# Beware Villanueva de Alagidas, Malaga prov.



## erneboy (Feb 8, 2007)

Just a quick warning. We stayed at the municipal aire at Villlanueva de Algaidas in Malaga province on Friday night. It is a hang out for the local boy racers and the girls they are impressing. They all seemed to be high or drunk and spent all night racing round in their cars, playing loud music and honking horns. There are no Police in the town and the residents do not seem to be disturbed by it. They finally stopped at 7.30 am. 

If any mods read this perhaps they could place a warning in the camp site review section, I would do it but I am using a mobile connection and do not want to use up my data allowance doing so, 

Regards, Alan.


----------



## tubbytuba (Mar 21, 2007)

Thanks erneboy, that is one we were considering visiting.

Steve.


----------



## 101405 (Oct 15, 2006)

Fairly normal , but they do not pose a threat , Spanish are well used to noise! , one of the reasons not to free camp here, I find them ok as i will chat to them about their motors and compliment them on the paint jobs, but we dont free camp unless we know the area,


----------



## gaspode (May 9, 2005)

Hi Alan

I can't find that site in the MHF database - is it under another name?


----------



## DocHoliday (Jul 18, 2008)

Number 51 in the All Aires Spain & Portugal book.


----------



## erneboy (Feb 8, 2007)

Gaspode it may not be in the database but maybe it should be added with a warning note. Silvasurfer, thanks, we have regularly stayed on these municipal aires without a problem, I am always friendly and chatty with local people, Alan.


----------



## gaspode (May 9, 2005)

erneboy said:


> Gaspode it may not be in the database


Hi Allan

The database admins don't normally add sites to the database, we would prefer that sites are only entered by members who have actually visited the site in question. Can someone who has visited this site therefore please enter it into the database?

PS: Please don't do it unless you know exactly where it is as we'll need an accurate map location.


----------

- [DATA RECORDS]:
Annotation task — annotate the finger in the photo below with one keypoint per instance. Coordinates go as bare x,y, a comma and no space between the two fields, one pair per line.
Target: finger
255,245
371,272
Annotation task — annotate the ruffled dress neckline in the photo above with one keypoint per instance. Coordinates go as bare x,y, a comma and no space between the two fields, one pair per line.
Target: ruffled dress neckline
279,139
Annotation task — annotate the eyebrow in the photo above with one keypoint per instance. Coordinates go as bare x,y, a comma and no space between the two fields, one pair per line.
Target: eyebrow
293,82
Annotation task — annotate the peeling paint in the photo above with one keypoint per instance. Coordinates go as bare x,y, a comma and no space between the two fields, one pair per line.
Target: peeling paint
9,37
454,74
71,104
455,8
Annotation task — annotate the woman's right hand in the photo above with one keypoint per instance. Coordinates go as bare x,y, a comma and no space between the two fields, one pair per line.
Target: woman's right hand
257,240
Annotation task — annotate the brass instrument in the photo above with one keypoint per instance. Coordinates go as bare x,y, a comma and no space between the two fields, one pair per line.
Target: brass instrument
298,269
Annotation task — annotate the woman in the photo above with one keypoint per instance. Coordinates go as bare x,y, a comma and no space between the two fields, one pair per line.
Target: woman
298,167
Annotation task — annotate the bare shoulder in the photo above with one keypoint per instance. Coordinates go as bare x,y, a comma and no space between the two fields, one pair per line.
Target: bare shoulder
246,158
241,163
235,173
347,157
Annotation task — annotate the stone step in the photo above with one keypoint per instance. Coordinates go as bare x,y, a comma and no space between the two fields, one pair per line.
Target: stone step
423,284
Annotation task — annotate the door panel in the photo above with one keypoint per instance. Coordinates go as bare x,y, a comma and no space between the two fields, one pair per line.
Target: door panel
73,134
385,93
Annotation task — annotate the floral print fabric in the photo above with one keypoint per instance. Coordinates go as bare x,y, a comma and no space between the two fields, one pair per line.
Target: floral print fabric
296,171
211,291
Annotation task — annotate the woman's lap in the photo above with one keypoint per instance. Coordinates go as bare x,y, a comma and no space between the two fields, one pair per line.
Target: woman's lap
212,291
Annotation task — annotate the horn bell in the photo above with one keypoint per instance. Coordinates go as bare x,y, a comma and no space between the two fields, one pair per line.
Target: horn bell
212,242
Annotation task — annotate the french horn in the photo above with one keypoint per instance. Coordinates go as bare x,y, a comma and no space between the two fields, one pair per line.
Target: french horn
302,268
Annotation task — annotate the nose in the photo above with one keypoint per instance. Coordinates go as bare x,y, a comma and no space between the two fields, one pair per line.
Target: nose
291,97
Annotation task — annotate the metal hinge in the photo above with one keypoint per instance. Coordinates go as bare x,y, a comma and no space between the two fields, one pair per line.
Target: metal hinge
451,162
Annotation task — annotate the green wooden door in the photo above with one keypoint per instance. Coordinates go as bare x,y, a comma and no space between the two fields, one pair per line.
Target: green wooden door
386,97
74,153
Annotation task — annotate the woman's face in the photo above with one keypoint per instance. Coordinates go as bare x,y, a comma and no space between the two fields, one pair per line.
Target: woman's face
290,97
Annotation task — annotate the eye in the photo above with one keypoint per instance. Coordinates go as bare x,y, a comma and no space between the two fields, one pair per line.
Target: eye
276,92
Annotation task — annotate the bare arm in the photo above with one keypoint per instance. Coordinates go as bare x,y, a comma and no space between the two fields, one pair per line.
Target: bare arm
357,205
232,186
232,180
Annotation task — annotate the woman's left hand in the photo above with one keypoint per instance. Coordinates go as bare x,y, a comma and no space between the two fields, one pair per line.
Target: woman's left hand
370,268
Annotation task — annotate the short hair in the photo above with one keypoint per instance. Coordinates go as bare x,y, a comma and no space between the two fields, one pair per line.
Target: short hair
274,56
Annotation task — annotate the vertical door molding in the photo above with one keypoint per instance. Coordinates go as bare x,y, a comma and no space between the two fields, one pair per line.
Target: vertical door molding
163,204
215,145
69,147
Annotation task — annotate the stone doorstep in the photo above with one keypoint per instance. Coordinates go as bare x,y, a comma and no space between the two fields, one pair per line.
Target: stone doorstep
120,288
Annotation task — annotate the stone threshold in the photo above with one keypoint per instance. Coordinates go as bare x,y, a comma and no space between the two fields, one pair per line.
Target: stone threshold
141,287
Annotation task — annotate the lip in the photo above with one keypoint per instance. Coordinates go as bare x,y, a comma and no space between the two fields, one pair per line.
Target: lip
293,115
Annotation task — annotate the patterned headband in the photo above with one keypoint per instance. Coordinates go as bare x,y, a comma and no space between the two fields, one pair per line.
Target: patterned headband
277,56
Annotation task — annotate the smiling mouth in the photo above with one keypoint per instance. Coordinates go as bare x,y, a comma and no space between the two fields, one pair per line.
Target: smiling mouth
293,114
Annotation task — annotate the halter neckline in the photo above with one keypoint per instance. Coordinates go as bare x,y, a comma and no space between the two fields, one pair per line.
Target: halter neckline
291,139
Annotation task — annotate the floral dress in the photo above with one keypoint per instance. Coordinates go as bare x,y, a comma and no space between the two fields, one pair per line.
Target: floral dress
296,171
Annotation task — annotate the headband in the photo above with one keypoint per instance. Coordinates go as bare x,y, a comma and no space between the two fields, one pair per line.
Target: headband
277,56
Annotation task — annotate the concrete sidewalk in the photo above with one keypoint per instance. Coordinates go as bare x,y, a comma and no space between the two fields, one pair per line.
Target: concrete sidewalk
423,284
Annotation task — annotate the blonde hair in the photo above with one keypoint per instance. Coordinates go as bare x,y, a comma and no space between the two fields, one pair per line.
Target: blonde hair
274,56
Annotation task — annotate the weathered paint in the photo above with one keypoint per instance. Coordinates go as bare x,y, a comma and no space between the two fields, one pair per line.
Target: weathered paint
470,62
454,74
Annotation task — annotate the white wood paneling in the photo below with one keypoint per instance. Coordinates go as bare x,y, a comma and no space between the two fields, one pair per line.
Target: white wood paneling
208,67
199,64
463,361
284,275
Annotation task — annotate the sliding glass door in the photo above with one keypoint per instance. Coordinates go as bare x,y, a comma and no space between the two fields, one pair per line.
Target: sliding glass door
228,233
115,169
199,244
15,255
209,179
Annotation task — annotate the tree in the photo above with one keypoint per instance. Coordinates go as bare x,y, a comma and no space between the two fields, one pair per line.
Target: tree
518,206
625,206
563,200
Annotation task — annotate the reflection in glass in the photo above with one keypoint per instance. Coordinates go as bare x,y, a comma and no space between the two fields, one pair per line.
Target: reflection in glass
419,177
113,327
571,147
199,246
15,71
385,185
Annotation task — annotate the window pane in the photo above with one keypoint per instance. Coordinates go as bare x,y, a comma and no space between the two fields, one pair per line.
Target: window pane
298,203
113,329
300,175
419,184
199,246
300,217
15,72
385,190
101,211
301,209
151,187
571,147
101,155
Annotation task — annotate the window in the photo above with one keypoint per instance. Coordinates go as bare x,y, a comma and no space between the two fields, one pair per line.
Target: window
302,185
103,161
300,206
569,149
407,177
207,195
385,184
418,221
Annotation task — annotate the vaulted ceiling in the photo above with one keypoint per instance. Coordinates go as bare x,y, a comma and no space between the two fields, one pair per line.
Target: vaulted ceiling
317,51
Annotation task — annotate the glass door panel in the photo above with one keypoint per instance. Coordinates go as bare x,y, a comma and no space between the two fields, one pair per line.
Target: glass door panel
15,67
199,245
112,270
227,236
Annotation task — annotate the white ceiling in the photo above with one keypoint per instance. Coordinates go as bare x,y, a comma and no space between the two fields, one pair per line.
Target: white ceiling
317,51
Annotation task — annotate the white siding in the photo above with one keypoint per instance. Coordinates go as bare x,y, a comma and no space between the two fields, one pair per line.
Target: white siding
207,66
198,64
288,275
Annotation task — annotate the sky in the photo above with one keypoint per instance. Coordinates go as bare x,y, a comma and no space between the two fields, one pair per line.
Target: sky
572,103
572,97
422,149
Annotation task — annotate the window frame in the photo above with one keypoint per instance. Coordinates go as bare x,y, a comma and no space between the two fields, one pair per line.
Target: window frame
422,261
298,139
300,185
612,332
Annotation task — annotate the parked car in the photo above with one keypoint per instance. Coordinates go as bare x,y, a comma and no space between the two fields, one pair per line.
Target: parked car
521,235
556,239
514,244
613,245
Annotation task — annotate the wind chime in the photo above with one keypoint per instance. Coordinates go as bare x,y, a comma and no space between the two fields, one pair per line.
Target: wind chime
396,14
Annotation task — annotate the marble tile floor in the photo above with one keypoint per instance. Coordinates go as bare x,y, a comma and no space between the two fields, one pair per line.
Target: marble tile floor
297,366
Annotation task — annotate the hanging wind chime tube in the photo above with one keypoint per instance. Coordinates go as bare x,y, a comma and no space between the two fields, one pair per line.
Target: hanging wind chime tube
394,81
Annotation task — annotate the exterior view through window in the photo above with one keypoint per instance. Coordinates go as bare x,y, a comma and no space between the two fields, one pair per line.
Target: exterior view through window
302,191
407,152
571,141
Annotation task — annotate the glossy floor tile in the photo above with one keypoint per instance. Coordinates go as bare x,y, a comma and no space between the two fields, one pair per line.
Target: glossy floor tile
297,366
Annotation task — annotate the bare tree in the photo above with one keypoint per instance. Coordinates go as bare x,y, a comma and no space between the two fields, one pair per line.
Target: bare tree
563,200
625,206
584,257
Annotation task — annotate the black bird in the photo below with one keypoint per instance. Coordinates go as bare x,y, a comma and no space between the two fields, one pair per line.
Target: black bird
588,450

- [DIRECTIVES]:
- a) In the forum thread, at what time did the local drivers finally stop?
- b) Copy verbatim everything in the forum thread from "The database admins" down to "into the database?".
- c) List each distinct username that appears as the author of a post in the forum thread.

- [WORKED SOLUTIONS]:
- a) They finally stopped at 7.30 am.

- b)
The database admins don't normally add sites to the database, we would prefer that sites are only entered by members who have actually visited the site in question. Can someone who has visited this site therefore please enter it into the database?

- c) erneboy, tubbytuba, 101405, gaspode, DocHoliday